Look for the string "petal" in the listing. Copy each line that has it.

**EXERCISE INPUTS:**
.....

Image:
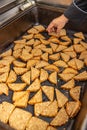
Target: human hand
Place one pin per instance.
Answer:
(57, 24)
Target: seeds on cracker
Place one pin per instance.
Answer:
(61, 98)
(26, 77)
(53, 78)
(43, 75)
(34, 86)
(49, 92)
(17, 86)
(37, 98)
(75, 92)
(11, 77)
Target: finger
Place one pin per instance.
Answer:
(50, 27)
(58, 30)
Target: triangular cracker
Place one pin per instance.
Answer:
(53, 78)
(61, 98)
(72, 63)
(45, 42)
(66, 77)
(51, 67)
(53, 46)
(3, 89)
(37, 124)
(28, 37)
(18, 95)
(75, 92)
(20, 41)
(79, 48)
(76, 40)
(54, 56)
(17, 86)
(19, 70)
(65, 57)
(72, 108)
(44, 56)
(43, 75)
(22, 102)
(72, 54)
(30, 42)
(60, 119)
(31, 63)
(60, 48)
(3, 77)
(48, 50)
(70, 70)
(39, 107)
(33, 31)
(83, 55)
(84, 44)
(34, 73)
(19, 63)
(51, 128)
(68, 49)
(17, 53)
(26, 77)
(49, 92)
(41, 64)
(6, 53)
(36, 52)
(34, 86)
(19, 46)
(50, 110)
(6, 110)
(12, 77)
(60, 63)
(36, 98)
(19, 119)
(70, 84)
(62, 32)
(79, 35)
(40, 28)
(81, 77)
(65, 38)
(79, 64)
(39, 36)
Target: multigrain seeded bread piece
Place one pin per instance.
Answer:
(81, 76)
(53, 78)
(51, 128)
(19, 119)
(11, 77)
(75, 92)
(50, 110)
(35, 86)
(4, 89)
(37, 124)
(72, 108)
(26, 77)
(43, 75)
(37, 98)
(61, 98)
(61, 118)
(6, 110)
(39, 107)
(49, 92)
(22, 101)
(70, 84)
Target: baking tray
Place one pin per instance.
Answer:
(40, 15)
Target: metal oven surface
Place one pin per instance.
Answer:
(17, 27)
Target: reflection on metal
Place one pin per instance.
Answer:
(27, 4)
(56, 2)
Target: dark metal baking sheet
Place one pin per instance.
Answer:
(26, 21)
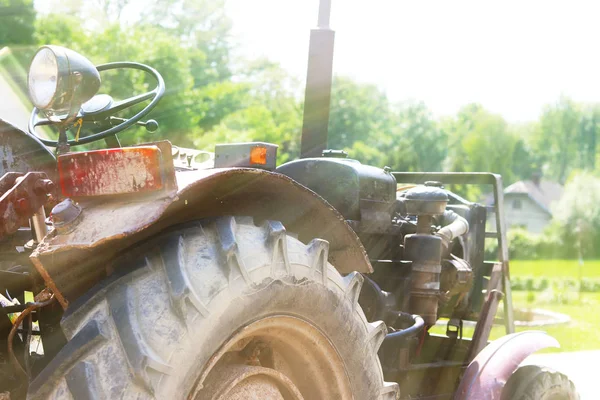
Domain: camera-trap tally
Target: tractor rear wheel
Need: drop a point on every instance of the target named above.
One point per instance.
(533, 382)
(220, 309)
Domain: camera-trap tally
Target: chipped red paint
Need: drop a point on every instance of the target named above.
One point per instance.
(20, 197)
(110, 172)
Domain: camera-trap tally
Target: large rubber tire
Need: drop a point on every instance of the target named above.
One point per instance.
(533, 382)
(151, 332)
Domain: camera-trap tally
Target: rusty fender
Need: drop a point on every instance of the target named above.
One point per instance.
(74, 259)
(487, 374)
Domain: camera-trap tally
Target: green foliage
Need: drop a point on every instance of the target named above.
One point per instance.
(577, 217)
(16, 22)
(212, 97)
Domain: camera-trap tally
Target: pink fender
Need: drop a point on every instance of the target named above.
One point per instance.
(487, 374)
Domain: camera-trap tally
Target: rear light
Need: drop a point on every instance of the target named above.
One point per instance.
(246, 155)
(258, 155)
(111, 171)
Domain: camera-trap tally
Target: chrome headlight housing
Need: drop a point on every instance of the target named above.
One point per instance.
(61, 80)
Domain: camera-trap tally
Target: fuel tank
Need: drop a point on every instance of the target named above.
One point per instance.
(357, 191)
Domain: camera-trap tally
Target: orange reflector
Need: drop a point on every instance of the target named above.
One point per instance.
(110, 171)
(258, 155)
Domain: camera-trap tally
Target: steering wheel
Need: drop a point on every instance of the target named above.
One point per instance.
(102, 107)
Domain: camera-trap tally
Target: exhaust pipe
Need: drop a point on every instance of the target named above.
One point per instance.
(317, 97)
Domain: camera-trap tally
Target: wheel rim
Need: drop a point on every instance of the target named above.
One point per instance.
(275, 358)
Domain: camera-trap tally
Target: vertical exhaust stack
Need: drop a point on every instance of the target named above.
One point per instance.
(317, 97)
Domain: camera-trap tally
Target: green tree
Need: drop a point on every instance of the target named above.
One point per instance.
(577, 216)
(359, 112)
(557, 138)
(16, 22)
(418, 142)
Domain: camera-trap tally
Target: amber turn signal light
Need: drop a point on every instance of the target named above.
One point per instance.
(258, 155)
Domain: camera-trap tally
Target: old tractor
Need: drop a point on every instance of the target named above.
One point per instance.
(155, 271)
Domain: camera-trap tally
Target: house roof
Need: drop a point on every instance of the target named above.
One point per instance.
(544, 193)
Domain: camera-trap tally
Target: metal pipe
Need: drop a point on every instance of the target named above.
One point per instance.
(38, 223)
(418, 324)
(317, 96)
(454, 226)
(324, 13)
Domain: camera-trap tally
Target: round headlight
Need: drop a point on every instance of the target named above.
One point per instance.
(61, 80)
(43, 78)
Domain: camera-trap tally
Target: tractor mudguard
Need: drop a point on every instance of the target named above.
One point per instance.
(75, 257)
(487, 374)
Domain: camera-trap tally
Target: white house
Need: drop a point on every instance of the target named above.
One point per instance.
(527, 204)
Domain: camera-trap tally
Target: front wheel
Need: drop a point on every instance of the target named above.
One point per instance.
(220, 309)
(533, 382)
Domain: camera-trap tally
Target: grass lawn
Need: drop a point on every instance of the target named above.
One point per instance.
(555, 268)
(583, 331)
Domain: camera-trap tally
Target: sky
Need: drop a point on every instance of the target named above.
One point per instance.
(511, 56)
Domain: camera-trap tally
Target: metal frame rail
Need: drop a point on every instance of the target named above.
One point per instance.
(478, 178)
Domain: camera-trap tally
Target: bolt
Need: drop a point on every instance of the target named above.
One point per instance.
(22, 205)
(44, 186)
(65, 213)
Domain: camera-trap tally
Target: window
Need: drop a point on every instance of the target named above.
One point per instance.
(517, 204)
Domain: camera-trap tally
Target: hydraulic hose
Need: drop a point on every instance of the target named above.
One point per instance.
(453, 226)
(418, 324)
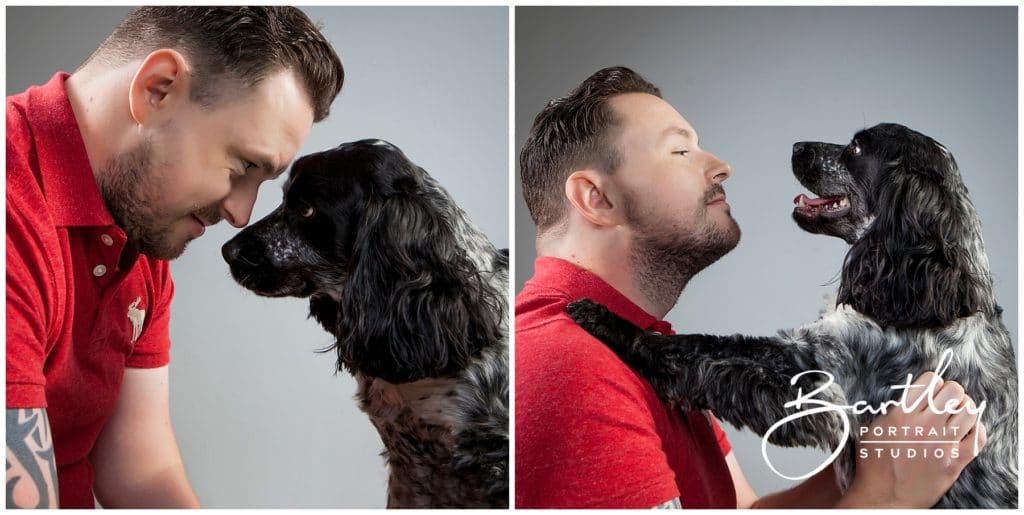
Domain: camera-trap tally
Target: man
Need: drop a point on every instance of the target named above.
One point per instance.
(628, 209)
(169, 127)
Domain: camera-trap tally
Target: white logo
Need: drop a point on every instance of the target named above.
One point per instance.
(861, 406)
(137, 316)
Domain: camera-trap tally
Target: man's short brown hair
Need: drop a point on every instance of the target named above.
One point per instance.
(571, 133)
(239, 45)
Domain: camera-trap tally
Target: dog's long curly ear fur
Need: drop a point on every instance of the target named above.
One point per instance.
(911, 266)
(418, 306)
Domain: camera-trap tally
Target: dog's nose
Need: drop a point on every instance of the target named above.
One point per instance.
(235, 251)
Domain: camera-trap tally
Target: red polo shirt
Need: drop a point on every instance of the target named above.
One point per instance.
(81, 307)
(590, 432)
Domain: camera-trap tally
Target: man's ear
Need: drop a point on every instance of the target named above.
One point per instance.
(162, 80)
(587, 191)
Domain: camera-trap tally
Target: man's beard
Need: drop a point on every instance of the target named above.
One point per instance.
(665, 256)
(130, 188)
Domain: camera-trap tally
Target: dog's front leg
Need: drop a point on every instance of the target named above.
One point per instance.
(743, 380)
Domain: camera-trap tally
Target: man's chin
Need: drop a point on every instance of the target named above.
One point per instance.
(165, 248)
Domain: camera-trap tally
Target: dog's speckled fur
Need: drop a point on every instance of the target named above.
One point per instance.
(914, 284)
(417, 298)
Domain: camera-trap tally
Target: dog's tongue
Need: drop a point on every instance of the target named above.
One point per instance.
(807, 201)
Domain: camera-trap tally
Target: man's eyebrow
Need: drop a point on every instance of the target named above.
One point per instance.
(266, 164)
(677, 130)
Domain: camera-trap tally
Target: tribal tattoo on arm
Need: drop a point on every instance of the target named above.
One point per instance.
(32, 476)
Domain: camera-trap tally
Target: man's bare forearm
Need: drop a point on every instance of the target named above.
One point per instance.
(32, 476)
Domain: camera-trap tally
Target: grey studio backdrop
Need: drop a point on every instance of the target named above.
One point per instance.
(261, 418)
(753, 81)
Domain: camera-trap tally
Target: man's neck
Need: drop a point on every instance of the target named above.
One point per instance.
(614, 266)
(100, 105)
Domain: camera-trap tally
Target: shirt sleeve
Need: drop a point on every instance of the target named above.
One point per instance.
(586, 436)
(154, 346)
(32, 296)
(723, 440)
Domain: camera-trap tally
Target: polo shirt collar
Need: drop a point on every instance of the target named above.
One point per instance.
(69, 185)
(578, 283)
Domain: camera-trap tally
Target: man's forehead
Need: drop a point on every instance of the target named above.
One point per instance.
(651, 114)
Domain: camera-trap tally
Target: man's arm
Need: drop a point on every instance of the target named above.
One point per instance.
(136, 458)
(32, 475)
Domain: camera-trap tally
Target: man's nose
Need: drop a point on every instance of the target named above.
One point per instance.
(718, 170)
(237, 208)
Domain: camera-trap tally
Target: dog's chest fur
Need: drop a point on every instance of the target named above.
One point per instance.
(866, 360)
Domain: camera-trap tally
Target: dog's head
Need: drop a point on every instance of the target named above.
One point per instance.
(305, 247)
(371, 239)
(897, 197)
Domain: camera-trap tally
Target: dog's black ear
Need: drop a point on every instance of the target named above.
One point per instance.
(910, 268)
(421, 308)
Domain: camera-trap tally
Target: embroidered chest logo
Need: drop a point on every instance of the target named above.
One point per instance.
(137, 316)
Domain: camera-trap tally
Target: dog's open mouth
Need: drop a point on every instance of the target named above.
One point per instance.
(826, 206)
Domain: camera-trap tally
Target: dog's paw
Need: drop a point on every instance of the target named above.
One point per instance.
(603, 325)
(584, 311)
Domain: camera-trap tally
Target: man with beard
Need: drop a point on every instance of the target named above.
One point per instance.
(628, 209)
(169, 127)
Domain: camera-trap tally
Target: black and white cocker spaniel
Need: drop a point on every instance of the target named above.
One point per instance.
(915, 286)
(416, 296)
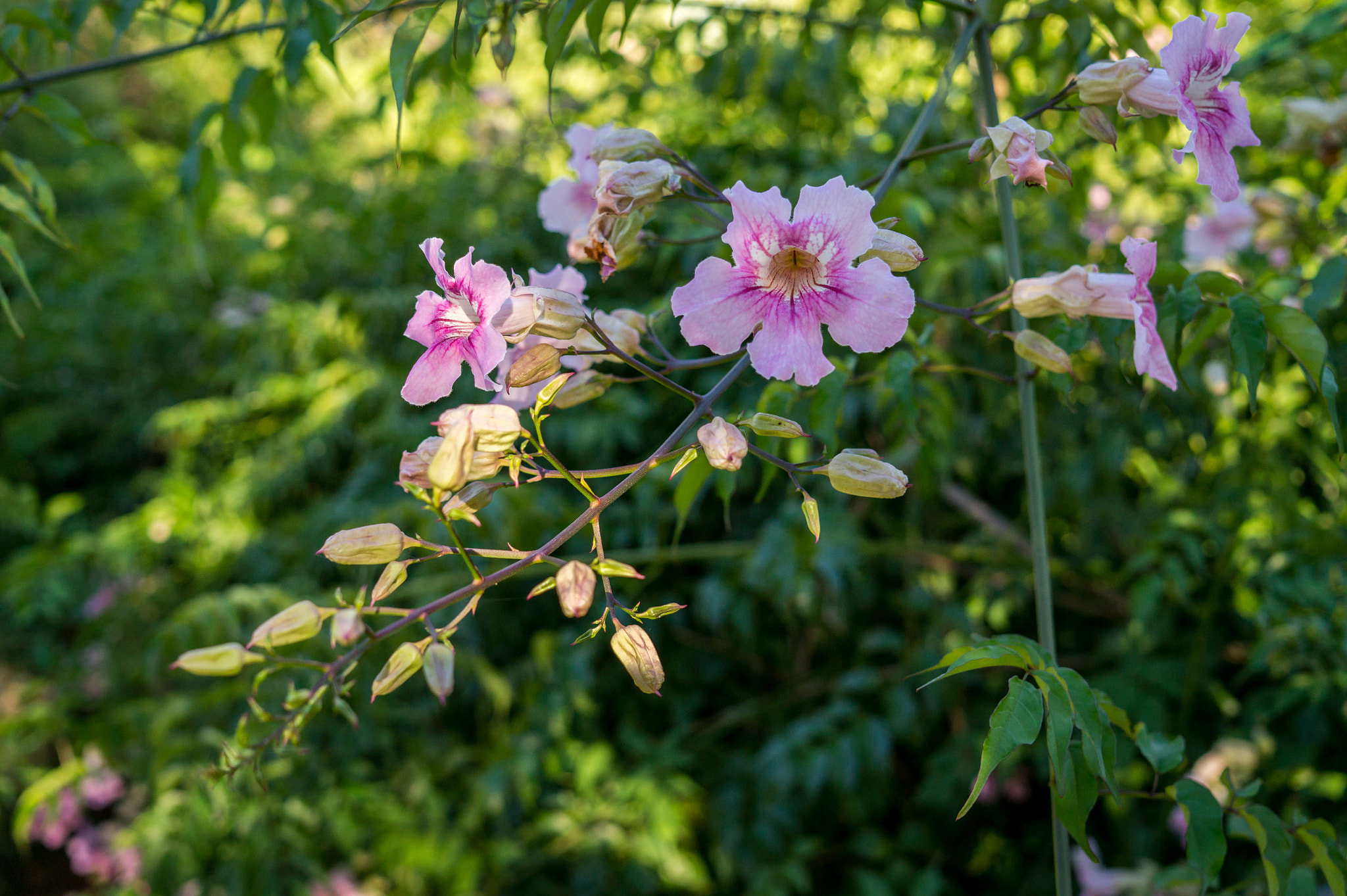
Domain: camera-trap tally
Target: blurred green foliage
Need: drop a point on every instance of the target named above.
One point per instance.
(212, 389)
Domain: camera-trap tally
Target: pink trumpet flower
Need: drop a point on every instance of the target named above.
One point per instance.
(791, 276)
(1196, 60)
(457, 326)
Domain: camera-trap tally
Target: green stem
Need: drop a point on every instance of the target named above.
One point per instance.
(1029, 434)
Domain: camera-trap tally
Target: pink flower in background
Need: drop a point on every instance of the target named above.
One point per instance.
(568, 205)
(1196, 60)
(1148, 352)
(569, 280)
(1226, 230)
(456, 327)
(791, 276)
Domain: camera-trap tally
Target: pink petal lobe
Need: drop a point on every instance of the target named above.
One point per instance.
(720, 307)
(433, 376)
(871, 307)
(837, 218)
(754, 235)
(790, 346)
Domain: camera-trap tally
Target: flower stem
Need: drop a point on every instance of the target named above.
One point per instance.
(1029, 434)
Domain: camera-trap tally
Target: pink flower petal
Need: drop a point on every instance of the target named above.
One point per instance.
(718, 308)
(872, 308)
(753, 236)
(790, 346)
(838, 220)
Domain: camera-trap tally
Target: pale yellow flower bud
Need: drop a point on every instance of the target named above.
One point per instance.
(293, 625)
(439, 671)
(535, 365)
(576, 588)
(723, 444)
(902, 253)
(624, 145)
(636, 651)
(347, 627)
(404, 663)
(220, 661)
(367, 545)
(1041, 350)
(389, 580)
(856, 474)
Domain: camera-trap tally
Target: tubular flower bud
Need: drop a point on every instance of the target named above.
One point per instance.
(401, 667)
(558, 314)
(636, 651)
(415, 465)
(854, 474)
(810, 507)
(1017, 145)
(535, 365)
(368, 545)
(220, 661)
(347, 627)
(1097, 124)
(389, 580)
(1039, 350)
(624, 145)
(583, 387)
(495, 427)
(624, 186)
(293, 625)
(723, 444)
(576, 588)
(772, 425)
(439, 671)
(902, 253)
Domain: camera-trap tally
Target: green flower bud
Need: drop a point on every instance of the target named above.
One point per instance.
(636, 651)
(221, 659)
(389, 580)
(771, 425)
(857, 474)
(404, 663)
(535, 365)
(293, 625)
(368, 545)
(439, 671)
(1041, 350)
(576, 588)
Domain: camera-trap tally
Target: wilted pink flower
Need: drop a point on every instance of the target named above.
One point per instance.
(456, 327)
(570, 280)
(103, 789)
(1085, 291)
(1017, 145)
(568, 205)
(1227, 229)
(791, 276)
(1196, 60)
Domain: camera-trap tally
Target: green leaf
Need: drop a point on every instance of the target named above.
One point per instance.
(1323, 845)
(15, 204)
(1302, 335)
(1015, 723)
(1273, 845)
(62, 116)
(1330, 388)
(1248, 342)
(1164, 754)
(1074, 797)
(1206, 829)
(1327, 290)
(401, 55)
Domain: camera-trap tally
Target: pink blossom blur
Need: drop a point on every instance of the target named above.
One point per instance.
(456, 327)
(793, 275)
(1196, 60)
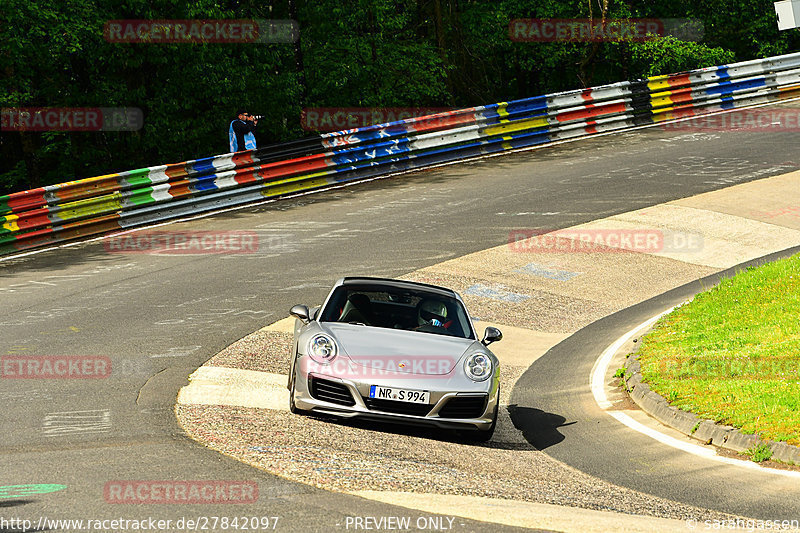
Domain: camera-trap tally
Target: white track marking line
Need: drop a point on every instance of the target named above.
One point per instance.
(597, 382)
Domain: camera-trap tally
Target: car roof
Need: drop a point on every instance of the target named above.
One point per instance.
(399, 284)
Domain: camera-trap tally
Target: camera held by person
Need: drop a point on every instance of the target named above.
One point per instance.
(241, 133)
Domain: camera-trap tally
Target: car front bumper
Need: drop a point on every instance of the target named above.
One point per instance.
(455, 402)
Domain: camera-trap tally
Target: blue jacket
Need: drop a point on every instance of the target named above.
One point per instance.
(240, 136)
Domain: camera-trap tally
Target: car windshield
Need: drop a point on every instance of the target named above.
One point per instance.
(398, 308)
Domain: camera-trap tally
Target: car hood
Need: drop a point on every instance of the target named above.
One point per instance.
(399, 350)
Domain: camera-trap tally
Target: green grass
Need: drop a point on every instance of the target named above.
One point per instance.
(759, 453)
(733, 353)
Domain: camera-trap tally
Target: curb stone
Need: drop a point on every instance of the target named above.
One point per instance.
(706, 431)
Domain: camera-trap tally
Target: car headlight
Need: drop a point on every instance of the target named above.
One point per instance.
(478, 366)
(322, 349)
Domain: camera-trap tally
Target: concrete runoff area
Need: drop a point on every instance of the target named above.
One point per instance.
(537, 297)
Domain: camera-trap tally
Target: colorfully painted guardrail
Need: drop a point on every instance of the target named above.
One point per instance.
(77, 209)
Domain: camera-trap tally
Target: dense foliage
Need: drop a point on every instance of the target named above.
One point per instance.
(351, 53)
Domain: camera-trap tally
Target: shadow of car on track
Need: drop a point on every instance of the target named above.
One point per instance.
(540, 428)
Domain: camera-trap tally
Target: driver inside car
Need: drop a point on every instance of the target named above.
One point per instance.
(432, 313)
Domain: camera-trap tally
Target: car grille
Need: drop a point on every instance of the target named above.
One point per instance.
(400, 408)
(464, 407)
(330, 391)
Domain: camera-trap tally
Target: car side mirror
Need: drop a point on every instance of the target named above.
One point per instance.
(491, 335)
(301, 312)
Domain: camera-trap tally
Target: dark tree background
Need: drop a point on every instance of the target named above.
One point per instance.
(351, 53)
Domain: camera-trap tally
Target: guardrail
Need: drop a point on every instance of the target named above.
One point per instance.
(77, 209)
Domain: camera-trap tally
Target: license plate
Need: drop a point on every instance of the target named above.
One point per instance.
(399, 395)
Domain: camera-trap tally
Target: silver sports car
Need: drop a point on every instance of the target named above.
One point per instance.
(395, 350)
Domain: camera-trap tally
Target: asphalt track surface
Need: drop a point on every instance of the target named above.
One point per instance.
(158, 317)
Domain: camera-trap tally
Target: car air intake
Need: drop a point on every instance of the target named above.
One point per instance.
(330, 391)
(464, 407)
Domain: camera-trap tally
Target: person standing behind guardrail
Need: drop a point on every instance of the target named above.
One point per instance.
(241, 132)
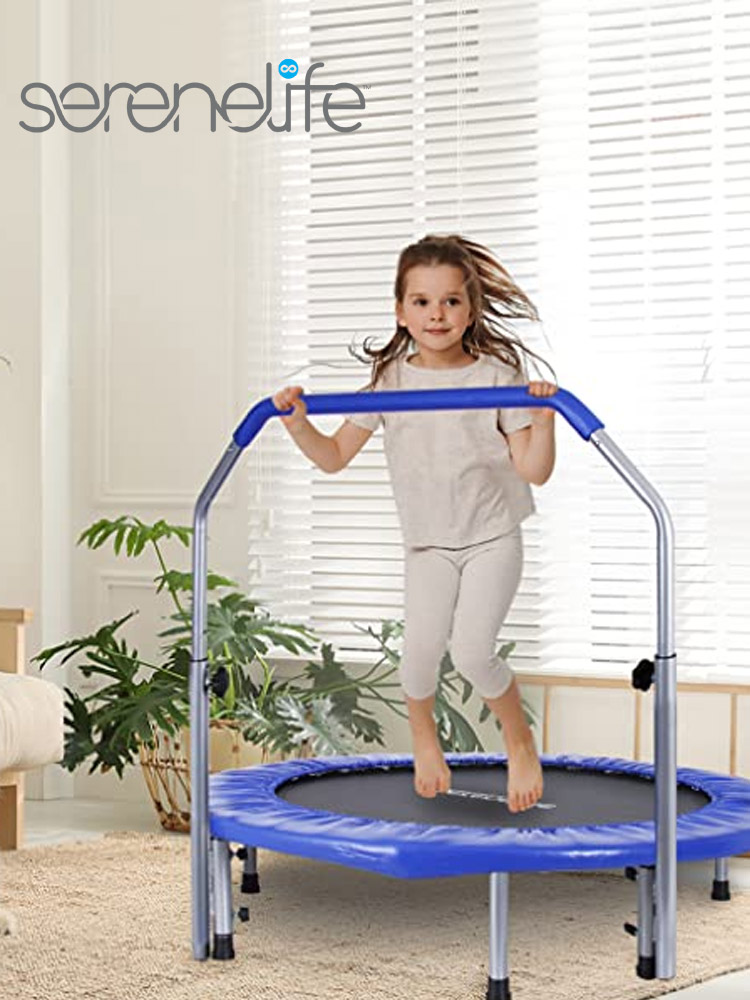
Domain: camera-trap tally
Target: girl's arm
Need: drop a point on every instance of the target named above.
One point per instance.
(331, 454)
(532, 449)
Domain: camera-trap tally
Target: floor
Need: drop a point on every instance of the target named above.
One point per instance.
(62, 820)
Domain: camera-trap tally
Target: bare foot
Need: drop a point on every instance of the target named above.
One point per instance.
(525, 782)
(431, 773)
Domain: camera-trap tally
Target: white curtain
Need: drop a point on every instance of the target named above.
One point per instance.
(600, 149)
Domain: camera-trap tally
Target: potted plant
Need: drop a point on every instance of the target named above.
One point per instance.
(139, 710)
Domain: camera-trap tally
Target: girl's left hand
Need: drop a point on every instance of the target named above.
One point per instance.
(542, 416)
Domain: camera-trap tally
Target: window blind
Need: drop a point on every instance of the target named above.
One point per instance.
(600, 149)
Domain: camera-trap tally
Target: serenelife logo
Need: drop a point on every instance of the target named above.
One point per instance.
(239, 97)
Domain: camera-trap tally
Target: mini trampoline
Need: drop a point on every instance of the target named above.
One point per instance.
(362, 812)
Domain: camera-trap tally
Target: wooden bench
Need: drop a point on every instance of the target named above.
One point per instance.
(13, 661)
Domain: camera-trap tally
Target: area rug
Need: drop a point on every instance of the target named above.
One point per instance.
(111, 919)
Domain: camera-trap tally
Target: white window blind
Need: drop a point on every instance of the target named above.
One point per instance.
(600, 149)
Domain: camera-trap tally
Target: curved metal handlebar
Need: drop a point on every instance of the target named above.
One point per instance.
(564, 402)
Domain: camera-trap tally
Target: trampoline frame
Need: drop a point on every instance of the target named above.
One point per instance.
(663, 877)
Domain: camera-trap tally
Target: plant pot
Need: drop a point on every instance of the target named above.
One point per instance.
(166, 767)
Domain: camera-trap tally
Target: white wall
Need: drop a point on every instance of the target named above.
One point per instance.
(130, 269)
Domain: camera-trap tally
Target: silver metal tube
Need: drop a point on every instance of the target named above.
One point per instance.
(499, 907)
(645, 912)
(199, 828)
(222, 881)
(665, 709)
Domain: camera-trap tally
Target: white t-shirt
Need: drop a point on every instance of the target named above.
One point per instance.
(453, 479)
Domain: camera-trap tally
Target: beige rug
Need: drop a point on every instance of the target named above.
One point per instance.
(111, 919)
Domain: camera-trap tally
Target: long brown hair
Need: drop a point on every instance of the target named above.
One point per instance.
(493, 294)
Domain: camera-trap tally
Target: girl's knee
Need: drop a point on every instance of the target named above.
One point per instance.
(490, 676)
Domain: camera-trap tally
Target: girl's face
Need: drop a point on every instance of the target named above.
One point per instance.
(436, 311)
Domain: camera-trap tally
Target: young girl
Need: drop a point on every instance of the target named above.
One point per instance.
(460, 480)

.....

**PROBLEM SOLUTION:**
Target: pink petal lobe
Target: pink flower petal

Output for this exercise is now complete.